## Assignment
What follows is a set of entries. Repeat them exactly, but not their pictures.

## Data for review
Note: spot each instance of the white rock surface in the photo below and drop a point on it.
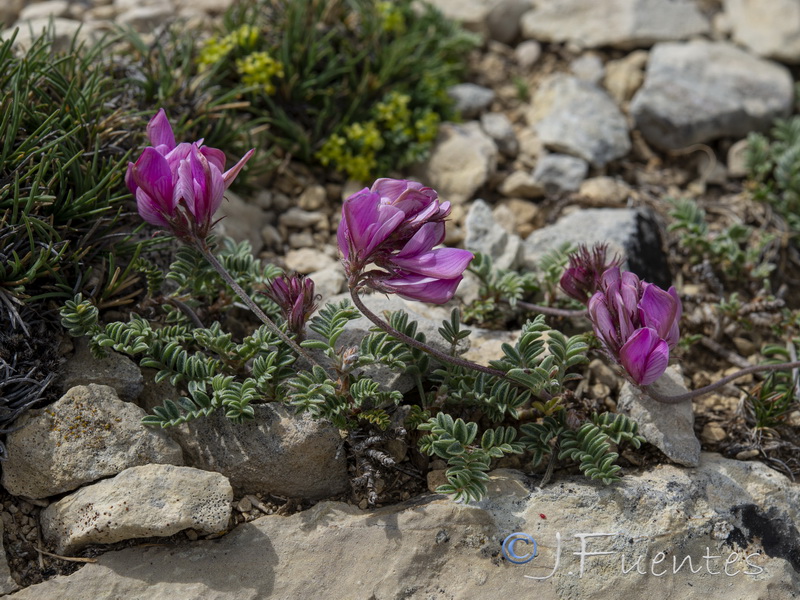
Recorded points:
(619, 23)
(484, 234)
(461, 161)
(578, 118)
(114, 370)
(278, 452)
(698, 91)
(146, 501)
(632, 234)
(86, 435)
(770, 29)
(741, 516)
(669, 427)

## The answer
Note: spot each instance of the white rock surface in the photo below and drop a point on it.
Recorded points:
(619, 23)
(484, 234)
(461, 161)
(578, 118)
(114, 370)
(278, 452)
(698, 91)
(146, 501)
(632, 234)
(86, 435)
(770, 29)
(741, 516)
(669, 427)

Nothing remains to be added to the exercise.